=== Reading passage ===

As the first North Dakotan to serve on an Armed Services Committee, it was my honor to play a pivotal role in crafting this year’s National Defense Authorization Act (NDAA), which fulfills the federal government’s most foundational obligation of providing for the defense of our nation. Our bill, which became law on January 1, contains several North Dakota priorities, including investments in North Dakota’s nuclear modernization; intelligence, surveillance, and reconnaissance (ISR) missions; space capabilities; and the livelihood of our troops.
Our nuclear deterrent has prevented world wars for 75 years, with North Dakota’s strategic location giving us the opportunity to house two of the three legs of the nuclear triad. Both legs are effective deterrents, but as they age past their intended lifespans, their maintenance costs have increased while their reliability has decreased.
That is why the NDAA provides almost $1.5 billion for the ground based strategic deterrent, the replacement for the Minot Air Force Base’s 40-year-old Minuteman III missiles. It also funds testing and procurement of the MH-139 helicopter, which will replace the Vietnam-era helicopters protecting our nuclear missiles.
Minot is home to our B-52 fleet, a critical part of our nuclear deterrent that is almost 70 years old. Through efforts to upgrade its engines and weapons to match emerging threats, this NDAA ensures the B-52 will be viable for years to come.
Bolstering our nuclear arsenal is not the only part of this NDAA that makes it so invaluable to our state.
North Dakota helps execute ISR missions around the globe, providing information to our leaders and protect our troops. This NDAA includes language delaying any retirement actions of the RQ-4 Global Hawk until the Pentagon certifies the combatant commanders won’t lose ISR capability without gaining improved capability. The NDAA authorizes the purchase of 16 MQ-9s, like those operated in Fargo and adds $17.5 million for an improved operations center for the Happy Hooligans to make sure we can hold terrorists accountable at any moment.

===

### Your tasks
1: Name the North Dakota priorities that the article on the defense bill says the law includes investments in.
2: According to the article on the defense bill, how much money does the NDAA provide for the ground based strategic deterrent?
3: Write the next part of the article on the defense bill, picking up after its final sentence.
The listing that comes next isn't needed for any of this.

=== Information provided ===

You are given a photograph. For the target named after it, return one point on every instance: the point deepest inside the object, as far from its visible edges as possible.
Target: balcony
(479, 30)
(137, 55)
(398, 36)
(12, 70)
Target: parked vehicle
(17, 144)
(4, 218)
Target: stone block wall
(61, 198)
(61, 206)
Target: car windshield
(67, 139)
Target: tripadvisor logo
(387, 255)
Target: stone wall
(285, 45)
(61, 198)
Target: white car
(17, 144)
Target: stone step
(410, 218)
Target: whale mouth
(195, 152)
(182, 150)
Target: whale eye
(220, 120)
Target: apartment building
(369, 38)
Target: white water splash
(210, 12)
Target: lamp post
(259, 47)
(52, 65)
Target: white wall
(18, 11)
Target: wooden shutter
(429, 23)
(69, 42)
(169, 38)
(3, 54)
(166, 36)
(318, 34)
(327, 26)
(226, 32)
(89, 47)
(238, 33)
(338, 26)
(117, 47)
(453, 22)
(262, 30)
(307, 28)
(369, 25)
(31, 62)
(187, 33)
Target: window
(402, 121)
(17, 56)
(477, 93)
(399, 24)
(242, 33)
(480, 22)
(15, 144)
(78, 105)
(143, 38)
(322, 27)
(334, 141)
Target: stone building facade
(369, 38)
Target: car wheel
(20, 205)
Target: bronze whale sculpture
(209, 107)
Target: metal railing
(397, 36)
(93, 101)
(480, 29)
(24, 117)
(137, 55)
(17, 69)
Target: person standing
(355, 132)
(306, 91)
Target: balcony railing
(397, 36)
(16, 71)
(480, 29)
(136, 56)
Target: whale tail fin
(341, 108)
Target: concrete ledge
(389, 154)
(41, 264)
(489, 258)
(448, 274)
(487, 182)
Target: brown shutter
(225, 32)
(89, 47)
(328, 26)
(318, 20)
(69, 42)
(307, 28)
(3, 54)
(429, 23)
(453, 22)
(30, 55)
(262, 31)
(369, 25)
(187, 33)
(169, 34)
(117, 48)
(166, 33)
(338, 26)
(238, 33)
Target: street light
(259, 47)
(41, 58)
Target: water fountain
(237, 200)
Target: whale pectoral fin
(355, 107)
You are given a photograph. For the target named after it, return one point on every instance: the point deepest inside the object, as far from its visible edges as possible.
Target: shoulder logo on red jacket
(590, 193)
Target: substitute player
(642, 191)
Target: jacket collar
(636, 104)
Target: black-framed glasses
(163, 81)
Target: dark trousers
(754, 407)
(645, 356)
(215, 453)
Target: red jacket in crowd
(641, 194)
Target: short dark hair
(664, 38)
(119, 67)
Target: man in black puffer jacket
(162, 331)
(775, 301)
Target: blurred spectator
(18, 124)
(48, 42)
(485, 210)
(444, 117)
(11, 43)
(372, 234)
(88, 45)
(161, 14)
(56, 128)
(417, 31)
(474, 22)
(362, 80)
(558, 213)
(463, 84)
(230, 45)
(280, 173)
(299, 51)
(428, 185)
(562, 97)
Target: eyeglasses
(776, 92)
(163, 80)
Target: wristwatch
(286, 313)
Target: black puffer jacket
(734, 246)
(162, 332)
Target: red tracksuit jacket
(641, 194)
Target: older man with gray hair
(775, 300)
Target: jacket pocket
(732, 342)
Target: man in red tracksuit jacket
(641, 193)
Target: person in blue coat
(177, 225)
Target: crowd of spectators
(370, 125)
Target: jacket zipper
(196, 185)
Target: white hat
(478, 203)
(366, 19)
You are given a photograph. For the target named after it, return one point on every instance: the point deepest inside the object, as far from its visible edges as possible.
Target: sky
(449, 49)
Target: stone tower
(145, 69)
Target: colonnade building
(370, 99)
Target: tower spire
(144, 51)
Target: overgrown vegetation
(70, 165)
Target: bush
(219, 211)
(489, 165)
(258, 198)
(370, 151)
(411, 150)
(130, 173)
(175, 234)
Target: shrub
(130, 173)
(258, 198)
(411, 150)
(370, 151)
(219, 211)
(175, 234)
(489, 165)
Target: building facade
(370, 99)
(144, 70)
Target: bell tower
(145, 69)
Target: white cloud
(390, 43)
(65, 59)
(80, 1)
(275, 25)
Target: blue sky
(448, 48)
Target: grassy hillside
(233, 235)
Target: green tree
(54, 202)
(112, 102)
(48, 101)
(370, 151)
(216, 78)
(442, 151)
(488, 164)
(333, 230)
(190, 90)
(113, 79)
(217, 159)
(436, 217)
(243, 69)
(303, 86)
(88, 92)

===

### Answer set
1: North Dakota's nuclear modernization; intelligence, surveillance, and reconnaissance (ISR) missions; space capabilities; the livelihood of our troops

2: Almost $1.5 billion.

3:
An invaluable part of such intelligence efforts is space. Thanks to provisions in this NDAA, Space Force will grow to meet its rapidly evolving mission of protecting America’s space interests. North Dakota is an important asset for this new military branch, as we saw from visits by the first Chief of Space Operations General John “Jay” Raymond, the Commander of Space Command General James Dickinson, and Space Development Agency Director Dr. Derek Tournear. Their time at the University of North Dakota’s (UND) Space Studies program, coupled with NDAA language urging Space Force to look at university consortium research relationships, will help North Dakota stay on the cutting edge of defense and commercial space.
The NDAA also funds another critical space asset located in North Dakota, Cavalier Air Force Station. They’ll go toward operating the Perimeter Acquisition Radar Attack Characterization System, an essential part of the Radar Warning System for detecting and warning of a missile attack against North America. It is also identifies and tracks objects in space, increasing its importance to Space Force.
Most importantly, this NDAA supports our troops who are not only protecting us from external threats, but also helping to fight COVID-19. It includes a 3% pay raise, significantly increases hazardous duty pay, and reauthorizes over 30 other types of bonuses or special pay. It also ensures troops have adequate equipment, testing capabilities, and personal protective equipment, and the resources needed to keep the virus away from military bases.
North Dakota contributes greatly to America’s national defense, and our unique potential is unlocked through the NDAA. I look forward to working with state and federal partners to ensure we maximize our potential for years to come.
Kevin Cramer, a Republican, represents North Dakota in the U.S. Senate.